Supplied passage:
----------

The year of freak medical maladies and parasitic insect-invasions truly reached its pinnacle this weekend, friends. The Southerner’s sister drove down from North Carolina to help us finish some last-minute wedding projects (Smore’s kits, anyone?) and visit St. Pete for the first time (a.k.a. school us on how to party like a 21 year-old). All of us were sitting around Sunday night watching the awesome new HBO show, The Newsroom when my future sis-in-law turned to me and said, “Umm, I don’t know how to tell you this, but I just saw a rat run through your kitchen.” “WHHHHAAAATTT? Was it big?” “I don’t know. Maybe, about this big.”
And, then I saw it… This huge, grey, beady-looking rat run right under my oven. The appropriate obscenity has not yet been invented to describe how I felt about seeing that rat running under my oven. Mother-Fuckuckkakaw?
So, yeah, there’s a rat in our kitchen. No biggie. I mean I used to have pet rats as a teenager, right? Except, I’m not a teenager anymore and rats are gross. Luckily (or unluckily, depending on how you view the proverbial glass), our house also has termites so the termite-guys are coming to bomb it in the next few weeks and I’m fairly certain that all that toxic gas will take care of our little rat issue.

----------

Record set:
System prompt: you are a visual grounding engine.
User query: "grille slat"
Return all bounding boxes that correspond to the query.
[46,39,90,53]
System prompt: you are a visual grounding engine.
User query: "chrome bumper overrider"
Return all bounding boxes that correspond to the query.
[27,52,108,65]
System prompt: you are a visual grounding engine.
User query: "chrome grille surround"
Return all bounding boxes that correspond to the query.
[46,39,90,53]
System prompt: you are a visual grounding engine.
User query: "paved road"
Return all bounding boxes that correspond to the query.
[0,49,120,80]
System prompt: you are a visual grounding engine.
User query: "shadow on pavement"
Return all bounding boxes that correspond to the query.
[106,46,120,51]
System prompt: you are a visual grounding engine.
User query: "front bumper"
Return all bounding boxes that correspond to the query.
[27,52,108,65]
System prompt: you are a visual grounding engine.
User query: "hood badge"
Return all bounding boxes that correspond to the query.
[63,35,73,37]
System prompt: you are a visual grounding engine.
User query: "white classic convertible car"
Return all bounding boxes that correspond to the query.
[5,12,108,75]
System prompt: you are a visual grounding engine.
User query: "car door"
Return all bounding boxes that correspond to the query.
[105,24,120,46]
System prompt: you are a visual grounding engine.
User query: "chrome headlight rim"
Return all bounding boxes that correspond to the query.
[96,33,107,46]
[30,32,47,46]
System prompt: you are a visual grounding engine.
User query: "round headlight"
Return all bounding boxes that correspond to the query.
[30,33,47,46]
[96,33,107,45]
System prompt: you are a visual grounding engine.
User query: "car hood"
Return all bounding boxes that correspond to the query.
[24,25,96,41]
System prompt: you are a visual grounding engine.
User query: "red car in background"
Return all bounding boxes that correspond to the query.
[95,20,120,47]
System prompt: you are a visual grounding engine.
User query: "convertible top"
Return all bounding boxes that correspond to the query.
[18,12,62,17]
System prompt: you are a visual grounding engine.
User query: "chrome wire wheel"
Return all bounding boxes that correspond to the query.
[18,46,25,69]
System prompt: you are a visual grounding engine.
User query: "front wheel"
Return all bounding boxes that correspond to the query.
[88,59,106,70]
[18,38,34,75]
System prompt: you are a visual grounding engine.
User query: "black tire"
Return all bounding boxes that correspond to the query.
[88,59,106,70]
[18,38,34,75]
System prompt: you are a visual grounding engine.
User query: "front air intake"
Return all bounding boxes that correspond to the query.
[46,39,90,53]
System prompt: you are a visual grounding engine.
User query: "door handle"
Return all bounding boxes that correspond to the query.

----------

Extend the blog post about the rat in the kitchen past its last sentence, in the same casual voice.

Response to this exercise:
By now, you may be starting to wonder about the cleanliness of our house. I totally get it. You think we’re slobs. How could you not, what with all the fleas, termites, and RATS running around our house. Except, we (and by “we”, I mean “me”) are total clean-freaks. I swear. Yes, the Southerner does have a little problem with falling asleep with a spoonful of peanut-butter in his mouth (no joke) from time to time. But, the minute I get over the shock of thinking that he shit on his own pillow-case, those sheets get washed on heavy-duty cycle. Which is normally just reserved for blue jeans and skid marks. See, clean?
As far as I’m concerned, all signs point toward “time to move into another house.” Really, the signs should have been glaringly obvious after the great flea invasion of 2012. But, seriously, I draw the line at rats.